## [TASK]
Please restate each entry that follows word for word.

───── MATERIAL PROVIDED ─────

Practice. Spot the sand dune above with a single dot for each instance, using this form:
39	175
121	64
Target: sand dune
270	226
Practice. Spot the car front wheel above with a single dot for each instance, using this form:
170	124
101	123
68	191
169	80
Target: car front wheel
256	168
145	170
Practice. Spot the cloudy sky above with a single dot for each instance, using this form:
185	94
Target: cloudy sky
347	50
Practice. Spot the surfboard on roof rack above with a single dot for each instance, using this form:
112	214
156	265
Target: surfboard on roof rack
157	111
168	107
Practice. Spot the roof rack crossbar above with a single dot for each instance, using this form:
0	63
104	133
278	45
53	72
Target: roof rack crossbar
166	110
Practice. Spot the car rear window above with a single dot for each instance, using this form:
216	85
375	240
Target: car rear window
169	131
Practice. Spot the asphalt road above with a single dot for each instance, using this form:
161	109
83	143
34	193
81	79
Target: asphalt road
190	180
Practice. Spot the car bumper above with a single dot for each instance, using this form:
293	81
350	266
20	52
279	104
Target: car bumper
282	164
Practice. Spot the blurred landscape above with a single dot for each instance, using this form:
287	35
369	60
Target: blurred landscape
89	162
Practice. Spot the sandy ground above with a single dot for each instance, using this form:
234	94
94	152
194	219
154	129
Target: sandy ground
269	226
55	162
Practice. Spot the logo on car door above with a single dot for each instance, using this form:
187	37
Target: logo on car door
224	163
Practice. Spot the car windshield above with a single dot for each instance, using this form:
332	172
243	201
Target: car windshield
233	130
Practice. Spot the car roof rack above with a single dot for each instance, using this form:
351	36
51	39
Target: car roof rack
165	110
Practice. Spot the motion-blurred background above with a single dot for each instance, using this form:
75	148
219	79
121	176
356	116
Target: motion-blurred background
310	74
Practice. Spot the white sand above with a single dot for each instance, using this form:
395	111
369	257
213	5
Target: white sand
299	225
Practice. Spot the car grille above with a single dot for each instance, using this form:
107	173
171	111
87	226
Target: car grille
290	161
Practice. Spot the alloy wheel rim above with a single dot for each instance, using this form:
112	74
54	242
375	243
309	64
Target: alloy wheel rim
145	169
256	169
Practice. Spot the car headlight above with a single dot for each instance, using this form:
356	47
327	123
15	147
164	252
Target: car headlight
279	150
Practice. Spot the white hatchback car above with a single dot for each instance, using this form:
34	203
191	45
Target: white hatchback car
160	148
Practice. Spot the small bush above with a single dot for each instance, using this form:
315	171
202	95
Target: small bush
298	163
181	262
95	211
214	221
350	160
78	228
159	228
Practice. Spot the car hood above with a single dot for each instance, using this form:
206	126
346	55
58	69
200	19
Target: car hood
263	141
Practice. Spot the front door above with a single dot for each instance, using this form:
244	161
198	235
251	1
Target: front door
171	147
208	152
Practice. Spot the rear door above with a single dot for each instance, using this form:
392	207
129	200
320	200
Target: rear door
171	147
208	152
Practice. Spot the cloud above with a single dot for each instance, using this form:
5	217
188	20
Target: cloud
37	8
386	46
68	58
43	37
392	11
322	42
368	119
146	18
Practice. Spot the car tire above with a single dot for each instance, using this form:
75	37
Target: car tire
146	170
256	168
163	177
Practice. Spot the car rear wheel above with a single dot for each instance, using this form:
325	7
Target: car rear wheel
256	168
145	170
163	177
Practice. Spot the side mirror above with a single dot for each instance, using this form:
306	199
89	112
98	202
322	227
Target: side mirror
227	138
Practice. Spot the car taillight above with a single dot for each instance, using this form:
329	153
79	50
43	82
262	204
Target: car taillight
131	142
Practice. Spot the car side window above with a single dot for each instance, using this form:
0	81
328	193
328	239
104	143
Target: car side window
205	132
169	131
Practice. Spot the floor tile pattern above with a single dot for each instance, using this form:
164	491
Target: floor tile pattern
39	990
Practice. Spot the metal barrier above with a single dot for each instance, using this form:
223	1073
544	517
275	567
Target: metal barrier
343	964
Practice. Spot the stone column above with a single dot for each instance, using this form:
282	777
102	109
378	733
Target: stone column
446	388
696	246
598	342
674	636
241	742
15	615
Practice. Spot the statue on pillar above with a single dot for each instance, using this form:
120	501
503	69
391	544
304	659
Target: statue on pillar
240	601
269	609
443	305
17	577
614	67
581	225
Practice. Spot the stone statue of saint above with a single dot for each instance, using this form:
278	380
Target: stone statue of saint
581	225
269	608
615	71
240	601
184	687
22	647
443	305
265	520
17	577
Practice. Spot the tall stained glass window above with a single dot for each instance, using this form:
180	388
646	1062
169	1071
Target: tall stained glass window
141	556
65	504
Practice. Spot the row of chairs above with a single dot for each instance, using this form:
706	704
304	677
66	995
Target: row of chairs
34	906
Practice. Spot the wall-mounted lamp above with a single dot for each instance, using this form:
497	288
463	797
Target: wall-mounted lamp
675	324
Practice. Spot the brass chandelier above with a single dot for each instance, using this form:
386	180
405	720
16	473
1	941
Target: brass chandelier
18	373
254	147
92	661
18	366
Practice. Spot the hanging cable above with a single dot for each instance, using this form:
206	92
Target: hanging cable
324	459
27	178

─────

## [RESULT FOR THIS TASK]
Practice. Spot the sand dune above with a single dot for each instance, using this form:
39	175
121	64
Target: sand dune
270	226
Practice. Spot the car front wheel above with a single dot for each instance, using this form:
170	124
101	123
68	191
169	80
Target: car front wheel
256	168
145	170
Practice. Spot the cloudy sky above with a single dot for each instance, using this form:
185	94
Target: cloudy sky
347	50
Practice. Spot the surfboard on roof rack above with a single dot for each instance, using this form:
112	214
156	265
Target: surfboard on roof rack
157	111
168	107
Practice. Spot the roof rack crossbar above with a single dot for each instance, using this form:
0	63
104	133
278	45
53	72
Target: roof rack crossbar
166	110
Practice. Spot the car rear window above with a single dot for each instance, using this form:
216	85
375	240
Target: car rear window
169	131
Practice. Spot the asphalt road above with a single dot for each instance, using this form:
161	109
83	143
34	193
81	79
Target: asphalt road
190	180
Practice. Spot the car bumper above with a single dot for each instance, using this form:
293	81
350	266
20	52
279	104
Target: car bumper
282	164
Practice. Spot the blurred landscape above with a single dot for each instance, using this form:
287	35
369	60
Target: blurred landscape
89	162
Practice. Spot the sandy ground above with a single dot for each instance, using this form:
234	94
94	152
194	219
154	129
Target: sandy ground
269	226
55	162
Practice. Spot the logo on car door above with a single dot for each instance, using this form:
187	37
Target: logo on car door
224	163
Practice. Spot the car windshield above with a single dot for each instance, using this form:
332	172
243	201
Target: car windshield
233	130
Practice. Spot the car roof rack above with a single dot for each instance, using this form:
351	36
51	39
Target: car roof rack
165	110
Practice. Spot the motion-blurred background above with a single dot for each instance, using this form:
75	148
219	79
121	176
356	116
Target: motion-blurred background
310	74
Practice. Spot the white sand above with a single dot for each instance, using this form:
395	111
369	257
213	5
Target: white sand
299	225
Practice. Spot the car grille above with a single dot for each instance, using this form:
107	173
171	111
87	226
Target: car grille
290	161
Practice. Spot the alloy wheel rim above with a single dot for each instance, using this form:
112	74
54	242
375	243
309	64
Target: alloy wheel rim
145	169
256	169
Practice. Spot the car headlight above with a single dot for each instance, using this form:
356	47
327	123
15	147
164	252
Target: car headlight
279	150
Practice. Spot the white hatchback car above with a single dot for each instance, using this form:
34	203
191	45
Target: white hatchback car
160	148
Practice. Spot the small bush above with a single dot for each instance, using this form:
315	171
202	95
Target: small bush
298	163
181	262
95	211
214	221
350	160
78	228
159	228
Practice. Spot the car hood above with a single dot for each instance, using this form:
206	126
346	55
58	69
200	19
Target: car hood
263	141
Practice. Spot the front door above with a single dot for each instance, using this form:
244	161
198	235
251	1
Target: front door
171	147
208	152
Practice. Spot the rear door above with a single dot for each instance, using this form:
392	207
129	200
320	200
Target: rear door
171	147
208	152
Practice. Spot the cloud above with a single dot for each instance, using this form:
5	217
188	20
Target: cloud
37	8
386	46
68	58
43	37
392	11
322	42
368	119
146	18
Practice. Spot the car tire above with a single dot for each instance, using this form:
75	37
Target: car tire
146	170
256	168
163	177
Practice. Spot the car rear wheel above with a single dot for each instance, using this form:
325	7
Target: car rear wheel
256	168
145	170
163	177
Practice. Spot the side mirror above with a single dot for each instance, using this form:
306	199
89	112
98	202
322	227
Target: side mirror
227	138
Practice. Spot the car taillight above with a single dot for each instance, using this form:
329	153
79	50
43	82
262	204
Target: car taillight
131	142
Practice. Spot the car side window above with a single dot for each instance, using this form:
0	81
328	193
328	239
104	143
Target: car side window
205	132
169	131
Practice. Spot the floor tile pattern above with a single dot for each instance, using this form:
164	491
Target: floor tile pattern
39	990
Practice. Spot the metal barrier above with a single dot for each instance, using this form:
223	1073
544	517
275	567
Target: metal barrier
343	964
Practice. Spot the stone column above with a single dot for each instance, using this form:
282	777
102	109
378	733
Target: stone column
446	388
696	246
598	342
674	636
241	742
15	615
Practice. Spot the statue on pillar above with a single dot for each instance, using this form:
120	501
503	69
391	544
304	659
Target: statue on pillar
240	601
269	609
443	305
17	577
614	67
581	225
Practice. Spot the stone statue of saint above with a single dot for each instance, using this form:
278	380
Target: stone statue of saint
581	225
269	608
615	71
240	601
184	687
22	647
443	305
265	520
17	577
Practice. Spot the tall stained glass window above with a single dot for each instance, using this form:
180	388
646	1062
169	1071
Target: tall stained glass window
141	556
65	504
Practice. Spot the row of chairs above with a single dot for each instance, using this form:
706	704
304	677
66	995
Target: row of chairs
34	906
Practice. Spot the wall-mounted lamp above with a single dot for each instance, using this form:
497	288
463	797
Target: wall-mounted lamp
675	324
Practice. Spot the brass chandelier above with a single dot for each instance, using this form:
386	180
405	720
16	473
1	941
Target: brass chandelier
18	373
254	147
92	661
18	366
Practice. Spot the hanging cable above with a single dot for each instance, using this form:
206	92
Target: hanging cable
324	459
27	178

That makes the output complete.